§ **Point labeling dataset excerpts**

○ ○ ○ ○ ○ ○ ○

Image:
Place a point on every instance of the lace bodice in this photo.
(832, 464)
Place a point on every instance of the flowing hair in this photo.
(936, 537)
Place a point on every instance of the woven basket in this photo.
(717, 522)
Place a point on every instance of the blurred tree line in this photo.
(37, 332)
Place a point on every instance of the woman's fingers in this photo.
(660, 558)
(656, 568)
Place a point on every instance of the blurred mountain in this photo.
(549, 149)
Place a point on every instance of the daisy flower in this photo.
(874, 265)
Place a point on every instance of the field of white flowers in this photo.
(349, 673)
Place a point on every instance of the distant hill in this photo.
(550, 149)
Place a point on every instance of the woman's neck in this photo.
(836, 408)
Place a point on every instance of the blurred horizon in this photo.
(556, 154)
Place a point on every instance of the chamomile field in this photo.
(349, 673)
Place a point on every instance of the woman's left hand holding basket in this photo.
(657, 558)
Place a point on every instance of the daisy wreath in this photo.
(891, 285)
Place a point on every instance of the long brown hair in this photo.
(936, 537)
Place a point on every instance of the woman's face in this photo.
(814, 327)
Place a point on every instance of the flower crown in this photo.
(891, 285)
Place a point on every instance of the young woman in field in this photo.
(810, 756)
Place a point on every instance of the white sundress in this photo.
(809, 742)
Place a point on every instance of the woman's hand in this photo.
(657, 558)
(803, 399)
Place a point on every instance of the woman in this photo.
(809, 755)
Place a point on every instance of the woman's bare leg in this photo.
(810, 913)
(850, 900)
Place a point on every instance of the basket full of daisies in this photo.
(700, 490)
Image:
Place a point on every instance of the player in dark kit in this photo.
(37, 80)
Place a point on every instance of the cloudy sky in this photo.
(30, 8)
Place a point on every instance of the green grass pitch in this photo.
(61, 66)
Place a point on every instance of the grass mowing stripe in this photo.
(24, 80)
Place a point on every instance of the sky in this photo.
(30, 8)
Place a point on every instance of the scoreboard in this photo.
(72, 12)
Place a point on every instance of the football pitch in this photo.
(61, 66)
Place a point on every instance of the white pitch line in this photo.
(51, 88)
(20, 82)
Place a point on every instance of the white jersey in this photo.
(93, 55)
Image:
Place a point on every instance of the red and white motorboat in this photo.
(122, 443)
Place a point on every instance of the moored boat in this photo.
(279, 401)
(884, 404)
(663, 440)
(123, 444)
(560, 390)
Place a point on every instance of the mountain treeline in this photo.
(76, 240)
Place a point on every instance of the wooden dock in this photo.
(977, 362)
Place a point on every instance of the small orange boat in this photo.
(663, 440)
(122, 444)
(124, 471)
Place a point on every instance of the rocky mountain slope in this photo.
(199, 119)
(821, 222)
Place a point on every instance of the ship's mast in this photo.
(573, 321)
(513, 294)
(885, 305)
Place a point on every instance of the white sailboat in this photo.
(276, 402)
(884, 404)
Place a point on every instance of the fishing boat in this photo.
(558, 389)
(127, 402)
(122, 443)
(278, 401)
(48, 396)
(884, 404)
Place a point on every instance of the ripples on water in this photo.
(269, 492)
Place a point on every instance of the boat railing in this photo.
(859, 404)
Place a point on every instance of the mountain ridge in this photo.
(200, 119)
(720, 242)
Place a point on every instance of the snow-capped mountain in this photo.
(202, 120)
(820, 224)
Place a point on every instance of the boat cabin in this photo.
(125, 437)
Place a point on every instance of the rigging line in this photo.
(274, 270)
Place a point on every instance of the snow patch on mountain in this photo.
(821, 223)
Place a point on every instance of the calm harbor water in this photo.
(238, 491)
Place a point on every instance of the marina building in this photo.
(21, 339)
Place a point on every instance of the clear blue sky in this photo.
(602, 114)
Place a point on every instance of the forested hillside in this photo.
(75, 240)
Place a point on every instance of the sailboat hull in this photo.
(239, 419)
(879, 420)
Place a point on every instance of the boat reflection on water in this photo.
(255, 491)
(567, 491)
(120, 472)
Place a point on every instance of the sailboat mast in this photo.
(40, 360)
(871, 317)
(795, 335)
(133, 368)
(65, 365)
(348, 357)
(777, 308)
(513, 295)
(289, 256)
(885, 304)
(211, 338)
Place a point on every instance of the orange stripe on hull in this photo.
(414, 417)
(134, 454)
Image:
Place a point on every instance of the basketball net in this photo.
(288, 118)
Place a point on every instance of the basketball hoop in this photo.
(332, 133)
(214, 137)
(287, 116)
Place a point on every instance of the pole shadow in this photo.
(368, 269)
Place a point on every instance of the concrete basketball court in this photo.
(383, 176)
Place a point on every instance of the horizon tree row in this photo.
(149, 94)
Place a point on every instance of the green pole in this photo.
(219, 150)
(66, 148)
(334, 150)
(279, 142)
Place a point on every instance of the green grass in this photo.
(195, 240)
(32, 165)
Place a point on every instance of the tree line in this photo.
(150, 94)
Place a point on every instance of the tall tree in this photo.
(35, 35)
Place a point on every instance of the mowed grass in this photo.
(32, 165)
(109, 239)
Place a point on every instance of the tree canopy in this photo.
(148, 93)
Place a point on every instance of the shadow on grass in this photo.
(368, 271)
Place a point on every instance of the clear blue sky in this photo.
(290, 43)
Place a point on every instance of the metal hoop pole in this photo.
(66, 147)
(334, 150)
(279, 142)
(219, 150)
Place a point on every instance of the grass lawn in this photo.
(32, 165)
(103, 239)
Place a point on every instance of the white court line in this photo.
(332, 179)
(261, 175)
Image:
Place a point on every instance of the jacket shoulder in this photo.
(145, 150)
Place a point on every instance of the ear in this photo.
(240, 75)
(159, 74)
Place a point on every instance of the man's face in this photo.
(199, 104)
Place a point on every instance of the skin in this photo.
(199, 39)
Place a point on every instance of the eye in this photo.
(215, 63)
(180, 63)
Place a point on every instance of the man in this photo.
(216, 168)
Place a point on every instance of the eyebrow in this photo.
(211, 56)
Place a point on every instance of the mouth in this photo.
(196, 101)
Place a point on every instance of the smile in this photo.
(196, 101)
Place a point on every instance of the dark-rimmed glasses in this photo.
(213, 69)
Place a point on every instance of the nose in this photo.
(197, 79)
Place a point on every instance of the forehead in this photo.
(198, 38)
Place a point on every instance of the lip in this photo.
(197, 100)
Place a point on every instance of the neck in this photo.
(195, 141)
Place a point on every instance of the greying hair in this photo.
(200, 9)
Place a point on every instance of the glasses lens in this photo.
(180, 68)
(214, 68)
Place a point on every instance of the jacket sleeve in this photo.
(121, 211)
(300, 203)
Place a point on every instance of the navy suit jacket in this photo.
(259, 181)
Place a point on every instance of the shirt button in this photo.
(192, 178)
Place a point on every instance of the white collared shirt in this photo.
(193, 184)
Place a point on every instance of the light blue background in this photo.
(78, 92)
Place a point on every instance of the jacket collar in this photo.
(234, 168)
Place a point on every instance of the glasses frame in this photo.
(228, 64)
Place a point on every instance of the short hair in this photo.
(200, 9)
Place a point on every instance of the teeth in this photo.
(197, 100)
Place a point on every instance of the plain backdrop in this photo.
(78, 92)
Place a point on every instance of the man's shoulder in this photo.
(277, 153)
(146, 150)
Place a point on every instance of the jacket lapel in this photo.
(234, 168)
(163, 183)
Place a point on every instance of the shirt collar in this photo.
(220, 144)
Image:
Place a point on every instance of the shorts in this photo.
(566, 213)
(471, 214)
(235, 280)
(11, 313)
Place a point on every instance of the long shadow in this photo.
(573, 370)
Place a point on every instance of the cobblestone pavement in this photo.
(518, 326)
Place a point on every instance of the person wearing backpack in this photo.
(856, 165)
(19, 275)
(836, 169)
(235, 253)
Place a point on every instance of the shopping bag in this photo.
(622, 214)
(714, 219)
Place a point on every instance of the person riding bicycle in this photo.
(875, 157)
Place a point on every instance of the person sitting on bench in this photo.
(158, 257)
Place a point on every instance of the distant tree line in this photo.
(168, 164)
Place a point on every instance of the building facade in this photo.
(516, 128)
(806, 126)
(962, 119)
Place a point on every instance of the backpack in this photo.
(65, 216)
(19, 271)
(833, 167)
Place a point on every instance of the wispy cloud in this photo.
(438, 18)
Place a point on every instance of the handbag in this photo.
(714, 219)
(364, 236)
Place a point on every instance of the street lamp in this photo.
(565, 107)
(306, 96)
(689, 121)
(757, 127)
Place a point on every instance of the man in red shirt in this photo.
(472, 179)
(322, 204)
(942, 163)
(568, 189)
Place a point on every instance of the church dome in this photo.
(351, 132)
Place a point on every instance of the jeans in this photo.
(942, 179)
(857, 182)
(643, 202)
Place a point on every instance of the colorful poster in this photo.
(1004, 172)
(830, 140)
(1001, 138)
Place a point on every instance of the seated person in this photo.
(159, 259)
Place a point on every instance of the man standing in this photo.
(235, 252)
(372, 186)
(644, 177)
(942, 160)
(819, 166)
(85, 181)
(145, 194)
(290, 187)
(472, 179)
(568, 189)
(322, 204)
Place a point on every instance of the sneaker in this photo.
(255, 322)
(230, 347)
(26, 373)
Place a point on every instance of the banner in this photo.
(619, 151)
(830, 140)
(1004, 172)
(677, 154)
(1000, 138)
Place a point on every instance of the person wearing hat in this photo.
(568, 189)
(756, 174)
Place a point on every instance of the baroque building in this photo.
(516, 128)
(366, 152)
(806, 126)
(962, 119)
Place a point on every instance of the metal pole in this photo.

○ ○ ○ ○ ○ ○ ○

§ **Aim of the exercise**
Return the lines above, from the one containing "Place a point on every instance of the wispy" to the end, exactly as they stand.

§ **Answer to this problem**
Place a point on every instance of the wispy cloud in this photo.
(438, 18)
Place a point on every instance of the handbag in this photo.
(714, 219)
(364, 236)
Place a point on every instance of the street lamp in this photo.
(565, 107)
(306, 96)
(689, 121)
(757, 127)
Place a point on every instance of the man in red shirt in this photo.
(472, 179)
(322, 204)
(942, 163)
(568, 189)
Place a point on every instance of the church dome in this photo.
(351, 132)
Place a point on every instance of the jeans in this photo.
(942, 179)
(857, 182)
(643, 202)
Place a point on every instance of the colorful poster in this photo.
(1004, 172)
(830, 140)
(1001, 138)
Place a point on every instance of the seated person in this photo.
(159, 259)
Place a point on every instance of the man standing in this photo.
(235, 252)
(372, 186)
(644, 177)
(942, 160)
(819, 166)
(85, 181)
(145, 194)
(290, 187)
(472, 179)
(568, 189)
(322, 204)
Place a point on every instance of the sneaker in this photo.
(255, 322)
(230, 347)
(26, 373)
Place a point on every instance of the banner in this photo.
(619, 151)
(830, 140)
(1004, 172)
(677, 154)
(1000, 138)
Place a point on every instance of the person wearing hat in this photo.
(568, 189)
(756, 174)
Place a point on every instance of the baroque building in this photo.
(516, 128)
(366, 152)
(806, 126)
(962, 119)
Place a point on every instance of the metal pole in this photo.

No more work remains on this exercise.